# start of Data listing

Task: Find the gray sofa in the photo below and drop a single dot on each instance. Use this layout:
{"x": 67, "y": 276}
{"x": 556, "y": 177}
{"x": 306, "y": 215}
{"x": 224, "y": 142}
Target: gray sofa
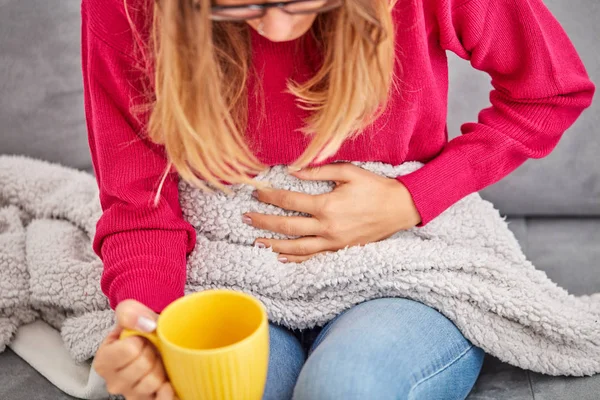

# end of Data listing

▶ _Description of the task_: Turn every line of the data above into a numbered list, skipping any blank lines. Leave the pictures out of the answer.

▶ _Task solution_:
1. Task: Find the gray sofa in the photo below and drop a single dot on each instance. Use this layout:
2. {"x": 67, "y": 276}
3. {"x": 556, "y": 177}
4. {"x": 306, "y": 215}
5. {"x": 224, "y": 142}
6. Target: gray sofa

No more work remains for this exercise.